◆ Exercise description
Retype exactly the lines from the one holding "For each instance of the damaged" through the final line of the data, both included.

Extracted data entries
* * *

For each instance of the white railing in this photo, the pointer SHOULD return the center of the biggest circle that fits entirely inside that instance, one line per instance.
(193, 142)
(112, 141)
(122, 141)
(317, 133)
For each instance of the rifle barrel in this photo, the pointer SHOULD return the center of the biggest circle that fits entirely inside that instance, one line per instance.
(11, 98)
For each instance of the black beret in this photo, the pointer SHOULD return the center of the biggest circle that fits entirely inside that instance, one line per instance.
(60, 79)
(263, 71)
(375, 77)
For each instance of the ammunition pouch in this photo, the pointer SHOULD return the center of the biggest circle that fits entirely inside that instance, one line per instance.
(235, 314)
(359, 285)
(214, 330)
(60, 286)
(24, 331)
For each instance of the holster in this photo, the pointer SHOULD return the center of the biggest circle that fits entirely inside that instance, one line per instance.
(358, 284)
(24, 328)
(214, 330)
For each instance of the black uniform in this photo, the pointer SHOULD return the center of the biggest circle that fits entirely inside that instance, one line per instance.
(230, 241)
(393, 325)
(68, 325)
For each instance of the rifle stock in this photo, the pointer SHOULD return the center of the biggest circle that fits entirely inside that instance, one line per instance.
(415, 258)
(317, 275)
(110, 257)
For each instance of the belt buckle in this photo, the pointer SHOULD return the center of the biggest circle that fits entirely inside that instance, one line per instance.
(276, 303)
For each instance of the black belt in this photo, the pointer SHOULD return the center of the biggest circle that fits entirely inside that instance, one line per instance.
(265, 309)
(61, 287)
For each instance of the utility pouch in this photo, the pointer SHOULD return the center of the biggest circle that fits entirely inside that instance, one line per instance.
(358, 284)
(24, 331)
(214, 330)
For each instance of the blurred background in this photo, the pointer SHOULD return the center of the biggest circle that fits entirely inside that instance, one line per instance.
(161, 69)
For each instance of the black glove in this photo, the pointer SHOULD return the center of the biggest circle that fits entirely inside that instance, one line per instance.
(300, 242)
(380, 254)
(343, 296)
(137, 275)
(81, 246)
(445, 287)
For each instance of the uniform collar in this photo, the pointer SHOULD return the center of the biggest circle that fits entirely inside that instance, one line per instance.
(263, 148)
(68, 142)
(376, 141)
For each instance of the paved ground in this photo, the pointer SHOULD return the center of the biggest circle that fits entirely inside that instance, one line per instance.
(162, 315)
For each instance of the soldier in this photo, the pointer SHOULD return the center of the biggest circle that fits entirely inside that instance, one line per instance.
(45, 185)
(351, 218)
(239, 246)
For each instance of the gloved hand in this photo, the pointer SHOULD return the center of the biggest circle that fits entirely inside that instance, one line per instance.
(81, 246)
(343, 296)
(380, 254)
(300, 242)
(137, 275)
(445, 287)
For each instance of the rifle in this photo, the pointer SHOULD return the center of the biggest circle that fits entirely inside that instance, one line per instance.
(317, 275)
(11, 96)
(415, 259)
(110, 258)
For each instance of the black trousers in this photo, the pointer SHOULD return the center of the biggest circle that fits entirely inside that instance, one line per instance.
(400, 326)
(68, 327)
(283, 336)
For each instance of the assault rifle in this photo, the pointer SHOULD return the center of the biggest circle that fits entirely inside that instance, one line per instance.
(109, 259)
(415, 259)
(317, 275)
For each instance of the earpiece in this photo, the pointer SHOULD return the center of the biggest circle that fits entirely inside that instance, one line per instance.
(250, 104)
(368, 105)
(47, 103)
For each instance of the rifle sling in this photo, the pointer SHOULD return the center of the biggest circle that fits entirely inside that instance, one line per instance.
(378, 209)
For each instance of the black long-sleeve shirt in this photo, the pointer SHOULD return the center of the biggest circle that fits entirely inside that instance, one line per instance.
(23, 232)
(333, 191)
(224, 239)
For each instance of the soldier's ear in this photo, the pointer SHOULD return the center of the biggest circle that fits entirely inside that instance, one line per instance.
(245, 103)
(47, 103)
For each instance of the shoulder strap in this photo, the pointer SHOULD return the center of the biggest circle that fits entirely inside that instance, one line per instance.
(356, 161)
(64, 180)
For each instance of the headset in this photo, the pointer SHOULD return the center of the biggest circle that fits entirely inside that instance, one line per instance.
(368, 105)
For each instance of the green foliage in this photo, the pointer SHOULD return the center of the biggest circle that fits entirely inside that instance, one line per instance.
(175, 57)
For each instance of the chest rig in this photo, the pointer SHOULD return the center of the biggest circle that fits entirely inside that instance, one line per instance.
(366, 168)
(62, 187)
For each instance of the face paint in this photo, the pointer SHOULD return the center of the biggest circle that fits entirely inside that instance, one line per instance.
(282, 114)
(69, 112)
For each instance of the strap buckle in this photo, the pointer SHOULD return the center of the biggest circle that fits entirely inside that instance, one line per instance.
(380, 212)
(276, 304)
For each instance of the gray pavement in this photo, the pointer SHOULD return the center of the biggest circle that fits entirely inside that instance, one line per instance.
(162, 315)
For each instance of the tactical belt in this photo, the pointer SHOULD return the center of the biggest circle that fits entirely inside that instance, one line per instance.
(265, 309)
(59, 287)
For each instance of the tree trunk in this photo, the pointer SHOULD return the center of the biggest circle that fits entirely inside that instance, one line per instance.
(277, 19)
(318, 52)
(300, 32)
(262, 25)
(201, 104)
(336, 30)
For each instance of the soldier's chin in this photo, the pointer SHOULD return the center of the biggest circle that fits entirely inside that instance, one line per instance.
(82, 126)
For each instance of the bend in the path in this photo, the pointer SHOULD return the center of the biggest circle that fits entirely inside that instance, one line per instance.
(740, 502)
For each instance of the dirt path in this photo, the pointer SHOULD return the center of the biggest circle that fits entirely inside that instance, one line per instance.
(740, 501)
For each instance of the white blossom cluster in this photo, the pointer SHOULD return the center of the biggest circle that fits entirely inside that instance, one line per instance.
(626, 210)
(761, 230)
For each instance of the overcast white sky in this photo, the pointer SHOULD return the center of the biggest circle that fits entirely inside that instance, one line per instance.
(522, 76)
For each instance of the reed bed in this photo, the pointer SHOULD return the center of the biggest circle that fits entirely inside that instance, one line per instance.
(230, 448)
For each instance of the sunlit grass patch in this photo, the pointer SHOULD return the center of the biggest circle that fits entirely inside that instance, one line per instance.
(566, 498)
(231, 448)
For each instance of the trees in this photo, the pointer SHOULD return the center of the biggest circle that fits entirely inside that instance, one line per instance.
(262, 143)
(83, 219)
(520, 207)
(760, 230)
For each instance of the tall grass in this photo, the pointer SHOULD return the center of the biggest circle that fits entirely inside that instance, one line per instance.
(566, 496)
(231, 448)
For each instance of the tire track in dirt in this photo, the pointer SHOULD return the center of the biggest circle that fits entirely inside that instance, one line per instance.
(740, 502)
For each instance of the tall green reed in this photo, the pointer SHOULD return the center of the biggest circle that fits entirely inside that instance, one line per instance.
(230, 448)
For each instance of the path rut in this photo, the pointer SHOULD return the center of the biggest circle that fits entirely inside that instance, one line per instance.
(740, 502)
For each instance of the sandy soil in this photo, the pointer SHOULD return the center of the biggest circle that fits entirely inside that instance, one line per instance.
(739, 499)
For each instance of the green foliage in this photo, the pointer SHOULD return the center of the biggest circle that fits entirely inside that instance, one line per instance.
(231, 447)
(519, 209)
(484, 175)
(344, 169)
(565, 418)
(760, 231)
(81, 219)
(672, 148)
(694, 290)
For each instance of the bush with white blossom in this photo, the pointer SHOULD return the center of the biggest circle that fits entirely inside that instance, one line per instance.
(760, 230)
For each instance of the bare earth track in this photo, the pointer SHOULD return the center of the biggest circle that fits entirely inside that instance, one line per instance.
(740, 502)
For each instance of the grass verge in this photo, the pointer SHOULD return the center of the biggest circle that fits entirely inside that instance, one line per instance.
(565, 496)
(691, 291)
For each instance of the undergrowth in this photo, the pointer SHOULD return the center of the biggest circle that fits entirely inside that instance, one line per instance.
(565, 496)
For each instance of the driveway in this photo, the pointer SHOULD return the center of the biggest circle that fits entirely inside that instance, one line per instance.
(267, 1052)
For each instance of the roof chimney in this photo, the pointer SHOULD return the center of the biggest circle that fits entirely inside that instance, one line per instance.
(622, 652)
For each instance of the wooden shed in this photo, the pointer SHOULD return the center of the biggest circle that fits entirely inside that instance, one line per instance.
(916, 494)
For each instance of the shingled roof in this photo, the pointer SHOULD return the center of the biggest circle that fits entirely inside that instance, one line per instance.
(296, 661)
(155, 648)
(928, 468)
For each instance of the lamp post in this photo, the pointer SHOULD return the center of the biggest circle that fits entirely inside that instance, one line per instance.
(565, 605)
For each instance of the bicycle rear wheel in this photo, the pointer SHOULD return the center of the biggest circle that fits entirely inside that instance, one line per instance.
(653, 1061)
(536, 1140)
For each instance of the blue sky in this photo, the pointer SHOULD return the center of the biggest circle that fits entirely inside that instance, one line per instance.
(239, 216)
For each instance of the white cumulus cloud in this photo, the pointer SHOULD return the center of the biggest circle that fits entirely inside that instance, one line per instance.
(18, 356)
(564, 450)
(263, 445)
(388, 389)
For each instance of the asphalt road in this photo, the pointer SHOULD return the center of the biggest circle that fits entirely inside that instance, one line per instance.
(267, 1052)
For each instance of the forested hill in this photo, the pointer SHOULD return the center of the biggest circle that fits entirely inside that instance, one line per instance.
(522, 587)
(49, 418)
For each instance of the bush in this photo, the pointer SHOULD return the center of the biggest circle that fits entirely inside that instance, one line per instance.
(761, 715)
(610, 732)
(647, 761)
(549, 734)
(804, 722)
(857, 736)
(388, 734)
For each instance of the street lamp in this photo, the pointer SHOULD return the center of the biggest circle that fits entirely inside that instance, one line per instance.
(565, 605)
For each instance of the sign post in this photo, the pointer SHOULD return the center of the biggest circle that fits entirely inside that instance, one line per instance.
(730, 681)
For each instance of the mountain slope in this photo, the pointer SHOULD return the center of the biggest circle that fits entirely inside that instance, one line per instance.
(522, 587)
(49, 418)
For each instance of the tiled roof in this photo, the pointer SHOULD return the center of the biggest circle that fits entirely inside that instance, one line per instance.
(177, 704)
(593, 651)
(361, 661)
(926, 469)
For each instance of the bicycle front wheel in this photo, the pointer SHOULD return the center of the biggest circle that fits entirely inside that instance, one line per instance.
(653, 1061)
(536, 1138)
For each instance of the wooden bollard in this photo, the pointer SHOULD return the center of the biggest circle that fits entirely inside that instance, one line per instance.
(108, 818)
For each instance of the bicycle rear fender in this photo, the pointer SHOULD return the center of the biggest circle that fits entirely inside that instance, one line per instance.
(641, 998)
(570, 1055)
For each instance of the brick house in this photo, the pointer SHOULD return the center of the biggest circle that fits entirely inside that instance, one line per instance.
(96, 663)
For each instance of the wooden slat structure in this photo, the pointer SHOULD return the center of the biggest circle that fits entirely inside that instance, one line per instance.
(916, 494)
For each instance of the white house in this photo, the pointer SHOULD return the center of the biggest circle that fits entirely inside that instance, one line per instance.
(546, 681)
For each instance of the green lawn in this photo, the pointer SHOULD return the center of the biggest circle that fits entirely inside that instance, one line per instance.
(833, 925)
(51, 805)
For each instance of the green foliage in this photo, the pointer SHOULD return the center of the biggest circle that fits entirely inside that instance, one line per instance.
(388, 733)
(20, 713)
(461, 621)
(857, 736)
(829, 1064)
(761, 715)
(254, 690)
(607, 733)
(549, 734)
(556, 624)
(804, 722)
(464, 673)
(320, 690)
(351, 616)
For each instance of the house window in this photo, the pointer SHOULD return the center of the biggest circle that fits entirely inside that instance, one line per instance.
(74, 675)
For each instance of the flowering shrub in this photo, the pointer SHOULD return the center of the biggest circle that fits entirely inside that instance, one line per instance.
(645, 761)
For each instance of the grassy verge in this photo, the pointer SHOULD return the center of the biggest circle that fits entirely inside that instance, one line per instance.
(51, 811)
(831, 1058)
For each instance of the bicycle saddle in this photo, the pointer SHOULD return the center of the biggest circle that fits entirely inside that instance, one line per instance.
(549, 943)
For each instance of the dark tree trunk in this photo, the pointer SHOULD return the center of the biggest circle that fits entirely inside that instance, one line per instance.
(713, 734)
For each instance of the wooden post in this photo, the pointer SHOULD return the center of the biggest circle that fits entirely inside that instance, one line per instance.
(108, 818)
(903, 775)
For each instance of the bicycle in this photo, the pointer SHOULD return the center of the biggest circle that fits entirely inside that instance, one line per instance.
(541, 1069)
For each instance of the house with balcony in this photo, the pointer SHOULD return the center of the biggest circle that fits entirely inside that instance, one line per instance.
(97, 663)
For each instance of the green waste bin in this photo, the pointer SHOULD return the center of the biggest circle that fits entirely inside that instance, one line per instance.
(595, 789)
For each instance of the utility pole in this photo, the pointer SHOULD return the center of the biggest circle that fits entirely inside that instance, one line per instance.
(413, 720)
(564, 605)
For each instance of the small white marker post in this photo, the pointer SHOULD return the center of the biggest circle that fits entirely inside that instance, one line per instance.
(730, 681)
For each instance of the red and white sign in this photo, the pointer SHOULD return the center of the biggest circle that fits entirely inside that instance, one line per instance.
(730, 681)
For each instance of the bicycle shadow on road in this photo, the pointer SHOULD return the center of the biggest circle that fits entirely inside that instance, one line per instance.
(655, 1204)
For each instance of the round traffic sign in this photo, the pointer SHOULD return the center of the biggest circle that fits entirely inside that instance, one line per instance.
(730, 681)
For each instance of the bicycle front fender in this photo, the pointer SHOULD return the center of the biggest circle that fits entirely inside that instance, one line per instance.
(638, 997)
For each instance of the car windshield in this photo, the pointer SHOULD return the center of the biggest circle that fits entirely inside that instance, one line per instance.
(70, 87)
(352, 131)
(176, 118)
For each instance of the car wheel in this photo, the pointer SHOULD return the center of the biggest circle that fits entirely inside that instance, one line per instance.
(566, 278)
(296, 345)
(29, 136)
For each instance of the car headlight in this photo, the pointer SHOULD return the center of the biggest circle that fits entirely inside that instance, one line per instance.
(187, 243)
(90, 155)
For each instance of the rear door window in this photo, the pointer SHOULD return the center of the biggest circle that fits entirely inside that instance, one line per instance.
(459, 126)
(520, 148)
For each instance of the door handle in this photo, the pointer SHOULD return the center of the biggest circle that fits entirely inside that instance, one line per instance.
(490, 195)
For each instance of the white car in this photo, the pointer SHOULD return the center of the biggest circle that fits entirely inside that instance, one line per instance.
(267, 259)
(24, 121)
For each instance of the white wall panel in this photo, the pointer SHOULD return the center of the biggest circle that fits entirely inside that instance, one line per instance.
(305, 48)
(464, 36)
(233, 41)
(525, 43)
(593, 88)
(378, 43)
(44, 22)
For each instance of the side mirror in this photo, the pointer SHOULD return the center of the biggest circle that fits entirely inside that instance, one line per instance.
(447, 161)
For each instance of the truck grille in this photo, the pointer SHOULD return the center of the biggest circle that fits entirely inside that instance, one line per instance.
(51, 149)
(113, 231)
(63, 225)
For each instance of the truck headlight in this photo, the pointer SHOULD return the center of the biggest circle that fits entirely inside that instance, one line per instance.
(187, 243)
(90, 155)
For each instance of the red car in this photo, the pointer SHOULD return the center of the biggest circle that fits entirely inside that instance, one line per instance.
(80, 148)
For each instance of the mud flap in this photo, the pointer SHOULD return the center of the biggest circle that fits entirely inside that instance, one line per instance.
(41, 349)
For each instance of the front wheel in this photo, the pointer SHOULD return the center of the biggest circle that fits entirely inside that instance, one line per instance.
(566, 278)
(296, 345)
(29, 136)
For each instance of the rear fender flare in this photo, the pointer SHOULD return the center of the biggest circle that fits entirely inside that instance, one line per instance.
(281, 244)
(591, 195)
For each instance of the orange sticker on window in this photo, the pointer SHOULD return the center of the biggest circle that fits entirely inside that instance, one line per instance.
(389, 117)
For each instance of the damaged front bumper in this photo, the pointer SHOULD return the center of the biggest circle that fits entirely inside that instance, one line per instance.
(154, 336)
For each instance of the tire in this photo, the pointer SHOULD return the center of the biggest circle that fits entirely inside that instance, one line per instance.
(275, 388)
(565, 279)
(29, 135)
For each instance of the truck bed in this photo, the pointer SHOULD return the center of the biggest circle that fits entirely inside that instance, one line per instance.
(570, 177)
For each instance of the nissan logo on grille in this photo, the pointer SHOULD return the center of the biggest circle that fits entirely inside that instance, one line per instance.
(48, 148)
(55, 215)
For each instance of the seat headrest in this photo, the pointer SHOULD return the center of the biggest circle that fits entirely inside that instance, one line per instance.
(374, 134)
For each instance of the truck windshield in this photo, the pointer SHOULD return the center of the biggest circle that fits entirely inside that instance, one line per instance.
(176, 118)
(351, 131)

* * *

◆ Output below
For each instance of the damaged front bumper in this photo, the pointer SHOULD return the center of the biggest circle that fits entirely inside that instance, one line per instance.
(154, 336)
For each instance of the tire in this photo, the pointer SHOULD return the center of the biggest circle that fits entirely inside that instance, one line per instance.
(275, 388)
(565, 279)
(29, 135)
For each instance of the truck bed in this photo, the pointer SHOULD return the center of the biggest circle that fits entirely inside that instance, one line per instance.
(570, 177)
For each instance of the nissan logo on grille in this photo, the pointer SHOULD return the center of the biggest circle that fits entirely inside that instance, one line per instance.
(48, 148)
(55, 215)
For each instance of the seat headrest in this photo, the pointer SHOULD return the center of the biggest circle that fits entirely inside that instance, one line per instance.
(374, 134)
For each instance of the truck windshield in this photo, the pointer SHOULD return the center of the biggest circle that fits entirely inside that instance, one line per instance.
(176, 118)
(351, 131)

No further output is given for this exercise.